One line at a time, check the entries below for the word "arch", and copy each line that has it.
(Records provided)
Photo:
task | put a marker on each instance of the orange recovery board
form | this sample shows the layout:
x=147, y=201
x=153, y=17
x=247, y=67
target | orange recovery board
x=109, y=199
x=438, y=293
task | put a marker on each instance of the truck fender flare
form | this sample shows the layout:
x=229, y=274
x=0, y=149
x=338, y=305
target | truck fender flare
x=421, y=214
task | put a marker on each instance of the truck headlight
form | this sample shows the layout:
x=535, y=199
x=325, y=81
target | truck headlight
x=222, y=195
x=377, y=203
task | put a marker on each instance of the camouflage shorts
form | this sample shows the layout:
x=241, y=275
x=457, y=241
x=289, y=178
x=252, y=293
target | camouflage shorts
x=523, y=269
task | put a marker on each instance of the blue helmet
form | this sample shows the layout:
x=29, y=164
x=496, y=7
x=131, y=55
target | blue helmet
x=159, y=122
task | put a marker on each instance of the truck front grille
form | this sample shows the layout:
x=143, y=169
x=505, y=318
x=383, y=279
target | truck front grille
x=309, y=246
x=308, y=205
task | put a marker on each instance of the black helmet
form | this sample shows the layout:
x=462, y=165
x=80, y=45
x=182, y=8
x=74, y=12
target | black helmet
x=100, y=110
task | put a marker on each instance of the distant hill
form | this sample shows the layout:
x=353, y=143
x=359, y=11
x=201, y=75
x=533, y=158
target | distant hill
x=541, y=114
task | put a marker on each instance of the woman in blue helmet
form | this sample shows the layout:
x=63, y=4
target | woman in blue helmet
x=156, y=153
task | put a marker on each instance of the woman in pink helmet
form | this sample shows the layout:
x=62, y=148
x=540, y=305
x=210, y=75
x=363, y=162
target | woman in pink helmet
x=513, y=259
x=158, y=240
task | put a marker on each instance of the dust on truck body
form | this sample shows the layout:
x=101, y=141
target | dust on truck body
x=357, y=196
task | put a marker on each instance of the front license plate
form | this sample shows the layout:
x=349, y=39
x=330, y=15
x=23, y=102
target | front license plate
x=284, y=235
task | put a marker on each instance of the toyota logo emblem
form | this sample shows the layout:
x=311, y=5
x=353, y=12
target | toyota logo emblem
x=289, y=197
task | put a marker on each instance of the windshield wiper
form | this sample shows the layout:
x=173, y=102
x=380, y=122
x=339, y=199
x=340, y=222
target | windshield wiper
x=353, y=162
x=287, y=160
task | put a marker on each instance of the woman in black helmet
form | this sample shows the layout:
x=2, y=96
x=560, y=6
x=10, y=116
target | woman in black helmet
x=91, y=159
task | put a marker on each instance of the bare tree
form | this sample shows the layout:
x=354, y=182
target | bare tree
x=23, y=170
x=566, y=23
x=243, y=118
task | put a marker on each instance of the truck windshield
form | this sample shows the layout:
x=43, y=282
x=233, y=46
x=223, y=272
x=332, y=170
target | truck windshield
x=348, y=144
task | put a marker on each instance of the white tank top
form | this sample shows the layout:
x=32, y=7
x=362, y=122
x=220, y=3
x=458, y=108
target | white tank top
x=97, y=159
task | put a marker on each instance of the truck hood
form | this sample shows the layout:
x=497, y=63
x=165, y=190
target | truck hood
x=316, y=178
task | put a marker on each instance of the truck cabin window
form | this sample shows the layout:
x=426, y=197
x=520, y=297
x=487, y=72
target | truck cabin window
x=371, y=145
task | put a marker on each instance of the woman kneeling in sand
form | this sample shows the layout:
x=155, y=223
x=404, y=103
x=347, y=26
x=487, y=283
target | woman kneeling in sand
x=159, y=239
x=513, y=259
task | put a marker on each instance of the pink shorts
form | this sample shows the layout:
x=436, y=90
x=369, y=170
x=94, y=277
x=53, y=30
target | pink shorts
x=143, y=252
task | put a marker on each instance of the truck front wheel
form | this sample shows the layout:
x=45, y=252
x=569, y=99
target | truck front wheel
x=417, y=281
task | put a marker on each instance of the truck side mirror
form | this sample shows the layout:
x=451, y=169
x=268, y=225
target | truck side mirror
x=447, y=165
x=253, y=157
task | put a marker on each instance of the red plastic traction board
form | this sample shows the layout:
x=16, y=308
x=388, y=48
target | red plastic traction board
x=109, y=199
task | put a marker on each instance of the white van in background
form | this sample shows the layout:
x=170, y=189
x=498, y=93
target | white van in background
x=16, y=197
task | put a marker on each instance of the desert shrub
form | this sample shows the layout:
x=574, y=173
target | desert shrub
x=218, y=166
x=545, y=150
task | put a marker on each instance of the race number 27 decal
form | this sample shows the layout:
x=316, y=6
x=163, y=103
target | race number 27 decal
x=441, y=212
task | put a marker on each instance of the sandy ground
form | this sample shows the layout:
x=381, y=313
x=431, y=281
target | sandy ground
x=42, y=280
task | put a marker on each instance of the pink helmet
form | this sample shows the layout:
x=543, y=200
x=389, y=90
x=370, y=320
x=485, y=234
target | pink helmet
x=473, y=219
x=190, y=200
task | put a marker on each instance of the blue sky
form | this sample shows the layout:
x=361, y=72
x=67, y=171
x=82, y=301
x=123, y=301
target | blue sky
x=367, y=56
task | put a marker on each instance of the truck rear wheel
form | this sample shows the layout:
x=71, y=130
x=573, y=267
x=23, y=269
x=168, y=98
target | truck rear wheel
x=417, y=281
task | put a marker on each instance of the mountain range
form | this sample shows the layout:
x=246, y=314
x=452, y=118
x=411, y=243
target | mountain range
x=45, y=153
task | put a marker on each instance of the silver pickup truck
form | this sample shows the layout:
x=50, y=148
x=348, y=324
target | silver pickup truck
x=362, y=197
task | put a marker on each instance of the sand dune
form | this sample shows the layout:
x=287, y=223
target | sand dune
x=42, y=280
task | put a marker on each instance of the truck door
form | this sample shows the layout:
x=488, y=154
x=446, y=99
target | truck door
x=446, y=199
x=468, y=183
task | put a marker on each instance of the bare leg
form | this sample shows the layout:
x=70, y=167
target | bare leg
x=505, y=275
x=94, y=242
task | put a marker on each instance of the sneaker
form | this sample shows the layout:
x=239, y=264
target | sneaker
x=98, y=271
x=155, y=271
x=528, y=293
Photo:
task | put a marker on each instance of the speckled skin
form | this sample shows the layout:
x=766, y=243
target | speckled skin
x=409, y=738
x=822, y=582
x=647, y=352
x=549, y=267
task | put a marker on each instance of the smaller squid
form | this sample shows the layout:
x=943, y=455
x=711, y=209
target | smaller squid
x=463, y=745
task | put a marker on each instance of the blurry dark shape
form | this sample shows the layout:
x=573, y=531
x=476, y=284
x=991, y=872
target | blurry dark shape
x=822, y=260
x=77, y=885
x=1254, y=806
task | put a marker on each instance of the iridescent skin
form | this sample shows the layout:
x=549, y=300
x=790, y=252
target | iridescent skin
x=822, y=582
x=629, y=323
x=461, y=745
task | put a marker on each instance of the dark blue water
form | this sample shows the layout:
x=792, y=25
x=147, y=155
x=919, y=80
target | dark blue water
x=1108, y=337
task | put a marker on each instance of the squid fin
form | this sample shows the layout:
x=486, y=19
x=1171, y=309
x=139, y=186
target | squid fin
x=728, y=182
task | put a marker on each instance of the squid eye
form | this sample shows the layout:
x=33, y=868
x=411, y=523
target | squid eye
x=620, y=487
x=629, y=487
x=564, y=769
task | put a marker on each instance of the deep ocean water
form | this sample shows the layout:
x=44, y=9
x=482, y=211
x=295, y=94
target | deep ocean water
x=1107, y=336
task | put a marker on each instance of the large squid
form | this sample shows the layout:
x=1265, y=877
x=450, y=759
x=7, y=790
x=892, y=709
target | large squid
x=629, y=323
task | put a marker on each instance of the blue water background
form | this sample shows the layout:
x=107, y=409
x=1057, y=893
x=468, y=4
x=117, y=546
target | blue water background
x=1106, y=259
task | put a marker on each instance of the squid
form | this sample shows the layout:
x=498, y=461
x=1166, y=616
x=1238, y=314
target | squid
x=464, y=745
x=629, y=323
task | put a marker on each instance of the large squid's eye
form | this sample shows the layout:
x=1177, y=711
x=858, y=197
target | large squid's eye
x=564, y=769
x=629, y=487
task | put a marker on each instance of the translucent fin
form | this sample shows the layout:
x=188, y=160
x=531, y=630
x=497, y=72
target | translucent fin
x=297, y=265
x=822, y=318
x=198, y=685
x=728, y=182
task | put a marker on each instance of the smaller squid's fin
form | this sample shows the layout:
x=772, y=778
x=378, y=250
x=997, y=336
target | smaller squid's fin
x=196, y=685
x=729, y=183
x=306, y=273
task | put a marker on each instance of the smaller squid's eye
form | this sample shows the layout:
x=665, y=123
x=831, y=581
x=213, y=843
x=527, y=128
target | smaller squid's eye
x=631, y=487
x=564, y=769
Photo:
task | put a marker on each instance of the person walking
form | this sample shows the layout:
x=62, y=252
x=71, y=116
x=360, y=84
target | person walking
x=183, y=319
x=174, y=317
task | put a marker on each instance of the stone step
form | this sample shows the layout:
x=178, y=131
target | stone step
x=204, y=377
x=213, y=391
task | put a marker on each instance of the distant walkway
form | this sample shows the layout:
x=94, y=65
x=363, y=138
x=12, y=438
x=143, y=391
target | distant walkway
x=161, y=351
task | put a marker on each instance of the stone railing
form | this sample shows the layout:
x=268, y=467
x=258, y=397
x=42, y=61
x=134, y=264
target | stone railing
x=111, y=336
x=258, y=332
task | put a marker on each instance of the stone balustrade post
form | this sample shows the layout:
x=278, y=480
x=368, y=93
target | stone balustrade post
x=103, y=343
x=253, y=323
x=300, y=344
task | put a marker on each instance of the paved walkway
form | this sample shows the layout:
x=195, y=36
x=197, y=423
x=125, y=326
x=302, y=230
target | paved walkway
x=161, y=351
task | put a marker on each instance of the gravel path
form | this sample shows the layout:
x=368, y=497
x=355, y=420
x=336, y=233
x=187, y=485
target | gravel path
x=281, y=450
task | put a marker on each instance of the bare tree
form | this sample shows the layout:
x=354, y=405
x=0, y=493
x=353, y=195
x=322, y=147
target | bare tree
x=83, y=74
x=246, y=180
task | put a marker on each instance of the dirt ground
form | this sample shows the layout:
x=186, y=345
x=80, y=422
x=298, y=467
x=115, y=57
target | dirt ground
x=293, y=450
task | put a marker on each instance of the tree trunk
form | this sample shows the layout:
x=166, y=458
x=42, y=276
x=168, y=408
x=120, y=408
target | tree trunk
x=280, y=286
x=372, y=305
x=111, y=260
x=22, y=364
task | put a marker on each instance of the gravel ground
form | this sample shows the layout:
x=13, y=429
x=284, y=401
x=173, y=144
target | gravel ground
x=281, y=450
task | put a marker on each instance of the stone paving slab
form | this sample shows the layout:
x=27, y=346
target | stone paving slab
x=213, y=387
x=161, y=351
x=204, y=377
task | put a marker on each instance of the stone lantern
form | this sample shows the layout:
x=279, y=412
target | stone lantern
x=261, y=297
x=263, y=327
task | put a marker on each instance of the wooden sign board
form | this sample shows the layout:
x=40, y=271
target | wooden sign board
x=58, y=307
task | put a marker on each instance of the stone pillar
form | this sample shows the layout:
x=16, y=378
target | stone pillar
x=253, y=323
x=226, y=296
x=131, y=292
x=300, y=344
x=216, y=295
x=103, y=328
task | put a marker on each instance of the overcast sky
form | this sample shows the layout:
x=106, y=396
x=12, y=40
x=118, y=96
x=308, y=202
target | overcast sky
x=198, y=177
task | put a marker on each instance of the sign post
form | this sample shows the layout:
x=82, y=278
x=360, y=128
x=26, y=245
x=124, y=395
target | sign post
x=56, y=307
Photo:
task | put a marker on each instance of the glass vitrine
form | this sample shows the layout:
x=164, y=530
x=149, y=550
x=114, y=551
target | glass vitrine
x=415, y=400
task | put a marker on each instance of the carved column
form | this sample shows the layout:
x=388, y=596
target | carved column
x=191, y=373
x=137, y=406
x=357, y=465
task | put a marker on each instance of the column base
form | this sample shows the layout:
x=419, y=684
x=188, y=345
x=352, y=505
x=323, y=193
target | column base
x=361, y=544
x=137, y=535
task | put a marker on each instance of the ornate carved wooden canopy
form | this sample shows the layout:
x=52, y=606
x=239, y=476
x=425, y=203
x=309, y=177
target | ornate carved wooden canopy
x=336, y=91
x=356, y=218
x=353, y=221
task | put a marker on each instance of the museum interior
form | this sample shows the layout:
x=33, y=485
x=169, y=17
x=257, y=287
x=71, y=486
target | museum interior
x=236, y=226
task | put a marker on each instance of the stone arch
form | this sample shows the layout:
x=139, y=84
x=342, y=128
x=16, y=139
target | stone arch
(End Records provided)
• Solution for this task:
task | put a marker on each instance of the stone arch
target | stone arch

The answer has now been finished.